## QUESTIONS TO ANSWER
1. According to the text on engaging youth as advocates, what is the average annual cost of attending a public four-year institution in Mississippi?
2. List every organization named in the text on engaging youth as advocates.
3. Proceed with the text on engaging youth as advocates, picking up after its final sentence.

Engaging Youth as Advocates

When it comes to improving access to higher education, youth voices matter; but too often young people are not consulted on the issues that impact them most. How can youth organizations and the young people they serve work together as advocates for policy reform?

This question was at the heart of a recent grant competition offered by the National College Attainment Network (NCAN) to its member organizations. Among those to receive support was the Woodward Hines Education Foundation (WHEF).

“The grant has allowed us to engage more deeply in state and federal policy advocacy, while looking for ways to empower student voices in Mississippi,” says WHEF Assistant Director and Project Manager Kierstan Dufour.

A key component of the grant was engaging a youth Fellow to advance WHEF and NCAN’s goal of closing equity gaps in higher education. That honor went to Vonkerius (Von) Jackson, a junior at University of Mississippi. A political science major, Von had experience leading campaigns at his high school in Indianola in the Mississippi Delta. He was also well-aware of the barriers that students with limited financial means need to overcome in accessing higher education in Mississippi, which costs an average of $22,000 annually at a public four-year institution.

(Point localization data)

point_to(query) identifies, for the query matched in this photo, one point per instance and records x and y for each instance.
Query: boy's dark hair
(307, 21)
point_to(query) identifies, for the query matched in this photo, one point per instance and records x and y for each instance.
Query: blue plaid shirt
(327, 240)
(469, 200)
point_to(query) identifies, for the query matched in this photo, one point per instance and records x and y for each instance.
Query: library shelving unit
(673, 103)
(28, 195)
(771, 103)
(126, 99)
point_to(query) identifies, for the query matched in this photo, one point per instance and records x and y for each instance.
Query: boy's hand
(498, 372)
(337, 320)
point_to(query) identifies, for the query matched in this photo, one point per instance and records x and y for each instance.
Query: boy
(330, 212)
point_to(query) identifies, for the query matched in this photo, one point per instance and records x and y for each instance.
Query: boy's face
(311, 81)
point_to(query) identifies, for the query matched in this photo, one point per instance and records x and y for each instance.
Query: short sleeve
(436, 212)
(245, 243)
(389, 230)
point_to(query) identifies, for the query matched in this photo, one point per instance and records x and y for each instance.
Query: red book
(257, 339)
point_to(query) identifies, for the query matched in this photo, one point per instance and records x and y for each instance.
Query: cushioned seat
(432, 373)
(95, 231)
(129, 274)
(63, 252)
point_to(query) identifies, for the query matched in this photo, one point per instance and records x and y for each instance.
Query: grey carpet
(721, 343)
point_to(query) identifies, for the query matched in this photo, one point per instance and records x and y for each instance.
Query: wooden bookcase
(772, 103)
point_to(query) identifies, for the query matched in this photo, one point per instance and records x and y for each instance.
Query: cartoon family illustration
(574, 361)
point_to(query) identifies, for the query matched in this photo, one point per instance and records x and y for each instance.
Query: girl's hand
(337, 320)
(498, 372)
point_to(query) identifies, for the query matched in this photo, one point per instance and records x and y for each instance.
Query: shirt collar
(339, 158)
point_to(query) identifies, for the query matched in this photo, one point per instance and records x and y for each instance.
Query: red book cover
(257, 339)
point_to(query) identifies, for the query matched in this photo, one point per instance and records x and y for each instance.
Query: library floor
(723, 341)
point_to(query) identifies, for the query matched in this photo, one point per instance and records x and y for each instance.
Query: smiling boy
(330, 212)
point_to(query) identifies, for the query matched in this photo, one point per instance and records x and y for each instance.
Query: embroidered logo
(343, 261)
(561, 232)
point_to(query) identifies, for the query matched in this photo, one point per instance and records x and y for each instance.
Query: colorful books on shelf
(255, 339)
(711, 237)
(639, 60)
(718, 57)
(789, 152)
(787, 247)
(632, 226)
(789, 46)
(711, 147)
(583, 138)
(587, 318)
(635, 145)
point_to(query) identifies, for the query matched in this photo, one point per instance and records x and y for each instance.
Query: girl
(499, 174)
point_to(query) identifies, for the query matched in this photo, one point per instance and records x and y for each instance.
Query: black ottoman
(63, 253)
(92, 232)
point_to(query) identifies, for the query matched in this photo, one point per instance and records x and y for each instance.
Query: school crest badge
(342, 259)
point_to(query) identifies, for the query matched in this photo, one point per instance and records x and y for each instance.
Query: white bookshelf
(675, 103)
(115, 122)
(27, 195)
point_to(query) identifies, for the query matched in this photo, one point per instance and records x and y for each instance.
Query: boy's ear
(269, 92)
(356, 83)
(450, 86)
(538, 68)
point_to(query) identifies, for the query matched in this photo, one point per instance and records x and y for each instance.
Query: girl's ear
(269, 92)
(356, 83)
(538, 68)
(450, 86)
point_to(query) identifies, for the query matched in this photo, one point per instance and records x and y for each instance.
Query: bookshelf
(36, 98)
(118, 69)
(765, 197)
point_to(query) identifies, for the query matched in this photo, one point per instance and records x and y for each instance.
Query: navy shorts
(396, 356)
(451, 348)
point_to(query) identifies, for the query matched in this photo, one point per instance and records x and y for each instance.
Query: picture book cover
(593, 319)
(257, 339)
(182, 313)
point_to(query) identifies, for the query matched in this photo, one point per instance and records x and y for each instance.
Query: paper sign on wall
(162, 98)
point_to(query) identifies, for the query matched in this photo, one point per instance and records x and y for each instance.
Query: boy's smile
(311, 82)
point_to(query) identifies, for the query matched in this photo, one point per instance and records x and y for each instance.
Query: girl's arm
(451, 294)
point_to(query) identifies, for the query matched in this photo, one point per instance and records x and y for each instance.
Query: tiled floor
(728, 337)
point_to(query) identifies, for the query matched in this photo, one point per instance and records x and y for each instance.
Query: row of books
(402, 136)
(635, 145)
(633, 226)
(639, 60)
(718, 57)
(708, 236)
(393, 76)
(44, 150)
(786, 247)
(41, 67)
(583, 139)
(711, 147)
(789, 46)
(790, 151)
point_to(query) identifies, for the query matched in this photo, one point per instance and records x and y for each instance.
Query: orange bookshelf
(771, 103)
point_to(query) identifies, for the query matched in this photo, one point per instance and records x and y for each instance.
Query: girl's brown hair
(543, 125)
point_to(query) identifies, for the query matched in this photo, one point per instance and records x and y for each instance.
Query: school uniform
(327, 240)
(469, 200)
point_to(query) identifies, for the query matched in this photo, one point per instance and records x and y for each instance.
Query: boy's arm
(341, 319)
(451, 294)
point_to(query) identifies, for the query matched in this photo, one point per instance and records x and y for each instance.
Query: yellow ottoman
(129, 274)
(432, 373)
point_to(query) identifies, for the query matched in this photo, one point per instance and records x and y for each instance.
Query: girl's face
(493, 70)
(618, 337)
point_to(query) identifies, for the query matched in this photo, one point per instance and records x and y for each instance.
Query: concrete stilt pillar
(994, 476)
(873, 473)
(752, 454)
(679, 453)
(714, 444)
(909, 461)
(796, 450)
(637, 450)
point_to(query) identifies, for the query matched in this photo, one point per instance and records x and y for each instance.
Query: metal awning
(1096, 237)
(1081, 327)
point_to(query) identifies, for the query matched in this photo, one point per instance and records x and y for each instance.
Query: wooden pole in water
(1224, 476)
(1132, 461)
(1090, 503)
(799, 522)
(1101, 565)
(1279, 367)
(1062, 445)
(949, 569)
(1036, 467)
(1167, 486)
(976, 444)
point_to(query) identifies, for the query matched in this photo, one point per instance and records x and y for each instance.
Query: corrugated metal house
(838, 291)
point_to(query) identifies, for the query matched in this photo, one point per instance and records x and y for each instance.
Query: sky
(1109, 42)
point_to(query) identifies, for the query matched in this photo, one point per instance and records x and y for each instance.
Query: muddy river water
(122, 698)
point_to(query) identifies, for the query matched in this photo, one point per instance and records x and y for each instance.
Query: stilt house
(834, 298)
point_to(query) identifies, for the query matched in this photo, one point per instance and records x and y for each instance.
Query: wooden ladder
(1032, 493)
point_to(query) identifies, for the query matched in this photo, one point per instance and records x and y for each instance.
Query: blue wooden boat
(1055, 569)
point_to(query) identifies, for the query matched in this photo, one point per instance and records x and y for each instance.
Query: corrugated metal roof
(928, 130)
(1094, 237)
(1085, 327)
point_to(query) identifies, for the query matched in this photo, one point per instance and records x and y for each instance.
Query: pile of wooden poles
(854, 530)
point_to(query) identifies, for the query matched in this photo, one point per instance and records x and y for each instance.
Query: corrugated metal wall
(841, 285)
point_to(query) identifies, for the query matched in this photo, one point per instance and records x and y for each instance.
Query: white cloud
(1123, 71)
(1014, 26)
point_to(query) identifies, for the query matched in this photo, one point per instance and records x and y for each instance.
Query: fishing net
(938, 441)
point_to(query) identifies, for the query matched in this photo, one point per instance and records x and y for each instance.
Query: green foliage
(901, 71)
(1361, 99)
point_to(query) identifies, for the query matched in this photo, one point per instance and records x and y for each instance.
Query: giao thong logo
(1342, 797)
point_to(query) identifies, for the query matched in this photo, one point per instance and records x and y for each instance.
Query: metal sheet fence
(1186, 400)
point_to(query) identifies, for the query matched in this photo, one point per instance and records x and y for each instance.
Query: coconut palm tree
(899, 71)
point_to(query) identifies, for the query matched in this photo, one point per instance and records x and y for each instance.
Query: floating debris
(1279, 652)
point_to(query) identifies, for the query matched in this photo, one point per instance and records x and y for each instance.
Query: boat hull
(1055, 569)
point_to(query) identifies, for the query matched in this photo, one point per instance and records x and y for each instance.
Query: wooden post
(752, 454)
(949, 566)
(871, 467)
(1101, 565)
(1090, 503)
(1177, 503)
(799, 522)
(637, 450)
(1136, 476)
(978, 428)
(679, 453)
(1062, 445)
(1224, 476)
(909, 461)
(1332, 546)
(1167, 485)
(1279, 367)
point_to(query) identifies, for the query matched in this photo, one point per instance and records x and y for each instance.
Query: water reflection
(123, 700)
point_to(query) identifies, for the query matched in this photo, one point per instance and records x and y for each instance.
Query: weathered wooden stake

## EXERCISE ANSWERS
1. $22,000

2. National College Attainment Network (NCAN), Woodward Hines Education Foundation (WHEF), University of Mississippi

3.
In March, Von and two WHEF staff traveled to Washington, DC to attend an NCAN advocacy training and learn about its policy priorities. High on the list was streamlining and simplifying the process students go through in applying for federal student aid through FAFSA (Free Application for Federal Student Aid), and increasing support for Federal Pell Grants, made available for students with financial need.

The NCAN training taught the WHEF team how to tailor their message to get through to busy decision-makers. They then made their case to Mississippi legislators on Capitol Hill. For his part, Von shared his journey as a successful student from an underserved community, who had benefited directly from state and federal aid, such as the Pell Grant program.

“It was an eye-opening experience,” says Von, who developed a special rapport with staff at Congressman Bennie Thompson’s office, representing his home district. “It felt like more of a conversation than a meeting,” he says. “We talked about how to get people excited to participate in policy reform.”

When the trio returned home, the COVID pandemic prohibited face-to-face meetings so Von continued his outreach virtually, with support from the WHEF team. He met with diverse stakeholders, including lobbyists, government affairs spokespeople, the Director of the Mississippi Office of Student Financial Aid, and staff at Institutions for Higher Learning. He took care to research in advance the role and agenda of those he was meeting with. “We wanted him to understand how to change your messaging depending on who you’re talking to,” says Dufour. At the same time, there’s nothing like sharing an authentic story based on personal experience, she adds.

With the NCAN grant now nearing completion, WHEF is exploring what a broader youth engagement strategy might look like. As for Von, he’s writing a series of blog posts on his financial aid journey and could see returning to Capitol Hill in a professional capacity someday to “work for a representative I could be proud of,” he says.